GIVEN EXERCISE: Count the lines in the records below that contain the word "black" and reply with that number alone.

DATA RECORDS:

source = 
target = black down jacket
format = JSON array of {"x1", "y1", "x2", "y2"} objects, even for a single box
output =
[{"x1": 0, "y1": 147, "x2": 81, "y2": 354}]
---
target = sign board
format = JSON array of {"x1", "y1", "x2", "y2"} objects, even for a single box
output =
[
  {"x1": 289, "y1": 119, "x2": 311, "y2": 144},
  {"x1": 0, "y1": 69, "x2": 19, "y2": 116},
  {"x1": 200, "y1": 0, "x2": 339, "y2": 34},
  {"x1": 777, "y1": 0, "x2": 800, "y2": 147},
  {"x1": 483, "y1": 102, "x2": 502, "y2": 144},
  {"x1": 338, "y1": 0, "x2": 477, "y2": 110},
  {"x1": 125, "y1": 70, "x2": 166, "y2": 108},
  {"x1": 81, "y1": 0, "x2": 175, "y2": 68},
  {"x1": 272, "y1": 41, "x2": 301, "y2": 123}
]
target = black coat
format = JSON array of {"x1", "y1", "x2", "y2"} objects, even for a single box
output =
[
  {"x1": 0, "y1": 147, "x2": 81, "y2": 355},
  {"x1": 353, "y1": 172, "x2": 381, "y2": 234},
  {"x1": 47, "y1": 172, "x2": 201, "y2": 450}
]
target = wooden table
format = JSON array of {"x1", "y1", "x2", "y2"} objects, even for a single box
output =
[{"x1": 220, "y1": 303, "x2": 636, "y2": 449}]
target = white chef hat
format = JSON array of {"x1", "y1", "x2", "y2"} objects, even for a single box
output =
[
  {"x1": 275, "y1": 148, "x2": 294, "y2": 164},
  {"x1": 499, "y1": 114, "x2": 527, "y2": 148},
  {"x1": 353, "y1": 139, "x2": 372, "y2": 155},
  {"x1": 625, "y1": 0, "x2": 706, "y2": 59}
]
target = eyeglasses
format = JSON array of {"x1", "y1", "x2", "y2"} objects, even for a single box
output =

CORRECT OUTPUT: 2